··· Provided data ···

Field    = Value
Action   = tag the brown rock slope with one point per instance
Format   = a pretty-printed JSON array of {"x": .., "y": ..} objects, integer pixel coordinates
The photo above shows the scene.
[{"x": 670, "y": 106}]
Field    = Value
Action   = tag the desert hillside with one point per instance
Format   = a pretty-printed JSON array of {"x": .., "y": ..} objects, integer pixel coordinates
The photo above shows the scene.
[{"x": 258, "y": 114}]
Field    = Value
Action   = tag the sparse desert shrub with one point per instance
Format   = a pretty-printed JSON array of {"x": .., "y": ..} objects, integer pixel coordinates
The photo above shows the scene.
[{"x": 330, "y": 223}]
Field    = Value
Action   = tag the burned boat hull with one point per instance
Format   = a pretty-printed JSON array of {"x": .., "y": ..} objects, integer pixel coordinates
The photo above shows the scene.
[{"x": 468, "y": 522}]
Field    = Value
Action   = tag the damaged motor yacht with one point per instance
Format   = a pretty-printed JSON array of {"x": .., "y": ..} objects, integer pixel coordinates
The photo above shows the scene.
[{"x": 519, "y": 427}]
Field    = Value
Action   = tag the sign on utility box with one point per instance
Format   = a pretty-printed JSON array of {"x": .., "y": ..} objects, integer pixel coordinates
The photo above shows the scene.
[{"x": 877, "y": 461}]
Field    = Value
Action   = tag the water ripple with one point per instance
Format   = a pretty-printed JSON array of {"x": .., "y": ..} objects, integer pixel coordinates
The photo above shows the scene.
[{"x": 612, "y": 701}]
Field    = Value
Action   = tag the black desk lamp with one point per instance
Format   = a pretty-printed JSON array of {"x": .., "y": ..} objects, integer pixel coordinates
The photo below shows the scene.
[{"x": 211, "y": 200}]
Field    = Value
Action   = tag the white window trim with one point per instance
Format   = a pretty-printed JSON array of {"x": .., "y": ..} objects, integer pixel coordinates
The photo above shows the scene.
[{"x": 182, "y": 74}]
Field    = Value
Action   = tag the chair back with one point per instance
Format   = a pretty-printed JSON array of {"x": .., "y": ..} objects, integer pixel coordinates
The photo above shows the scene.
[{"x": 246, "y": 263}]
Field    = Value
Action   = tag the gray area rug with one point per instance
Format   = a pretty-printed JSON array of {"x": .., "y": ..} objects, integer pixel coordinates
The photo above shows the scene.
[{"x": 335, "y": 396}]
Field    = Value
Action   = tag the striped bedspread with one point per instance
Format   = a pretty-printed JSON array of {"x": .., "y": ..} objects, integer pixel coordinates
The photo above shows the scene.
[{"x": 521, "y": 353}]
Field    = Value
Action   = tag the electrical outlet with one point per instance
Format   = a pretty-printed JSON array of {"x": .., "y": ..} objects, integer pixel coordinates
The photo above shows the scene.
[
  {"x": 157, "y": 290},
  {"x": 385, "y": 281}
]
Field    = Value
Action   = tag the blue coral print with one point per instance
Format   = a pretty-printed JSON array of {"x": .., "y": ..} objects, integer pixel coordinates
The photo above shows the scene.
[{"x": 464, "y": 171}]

···

**What is expected:**
Transcribe the records above exactly as they appear.

**Exercise response:**
Field    = Value
Action   = tag the brown rock slope with one point per instance
Format   = a pretty-printed JSON array of {"x": .., "y": ..} objects, integer pixel coordinates
The photo above shows the scene.
[{"x": 670, "y": 106}]
Field    = Value
Action   = tag the desert hillside with one point per instance
Format   = a pretty-printed JSON array of {"x": .., "y": ..} objects, integer pixel coordinates
The photo above shows the scene.
[{"x": 258, "y": 114}]
Field    = Value
Action   = tag the sparse desert shrub with one point per instance
Format   = a pretty-printed JSON array of {"x": .., "y": ..} objects, integer pixel coordinates
The photo above shows the scene.
[{"x": 330, "y": 223}]
Field    = Value
Action   = tag the burned boat hull with one point per instance
Format   = a pretty-printed JSON array of {"x": .., "y": ..} objects, integer pixel coordinates
The photo above shows the scene.
[{"x": 468, "y": 522}]
Field    = Value
Action   = tag the damaged motor yacht with one point per instance
Format   = a pretty-printed JSON array of {"x": .., "y": ..} objects, integer pixel coordinates
The photo above shows the scene.
[{"x": 519, "y": 427}]
Field    = Value
Action   = tag the sign on utility box with one point per instance
Format   = a pretty-printed JSON array of {"x": .., "y": ..} objects, integer pixel coordinates
The photo above shows the scene.
[{"x": 877, "y": 461}]
Field    = Value
Action   = tag the water ripple with one point per instance
Format   = a pretty-printed JSON array of {"x": .., "y": ..} objects, integer pixel coordinates
The photo above shows the scene.
[{"x": 612, "y": 701}]
Field    = Value
Action   = tag the black desk lamp with one point per instance
Format   = a pretty-printed JSON array of {"x": .., "y": ..} objects, integer pixel coordinates
The photo below shows the scene.
[{"x": 211, "y": 200}]
Field    = Value
Action   = tag the white window trim with one point per instance
Format   = a pretty-printed JSON array of {"x": .., "y": ..} objects, integer pixel coordinates
The photo above shows the scene.
[{"x": 182, "y": 74}]
Field    = Value
Action   = tag the chair back with one point per instance
Format   = a pretty-printed JSON array of {"x": .., "y": ..} objects, integer pixel coordinates
The photo above shows the scene.
[{"x": 246, "y": 263}]
Field    = Value
Action   = tag the gray area rug with one point per instance
Format   = a pretty-printed JSON array of {"x": .., "y": ..} objects, integer pixel coordinates
The photo above shows the scene.
[{"x": 335, "y": 396}]
Field    = Value
Action   = tag the striped bedspread with one point per instance
Format   = a pretty-printed JSON array of {"x": .., "y": ..} objects, integer pixel coordinates
The photo above shows the scene.
[{"x": 521, "y": 353}]
Field    = Value
Action   = tag the electrical outlet with one point per instance
Format   = a pretty-printed JSON array of {"x": .., "y": ..} objects, integer pixel coordinates
The photo above shows the scene.
[
  {"x": 157, "y": 290},
  {"x": 385, "y": 281}
]
Field    = Value
Action   = tag the blue coral print with one point per instance
Format   = a pretty-printed JSON array of {"x": .., "y": ..} objects, integer pixel coordinates
The photo above shows the scene.
[{"x": 464, "y": 171}]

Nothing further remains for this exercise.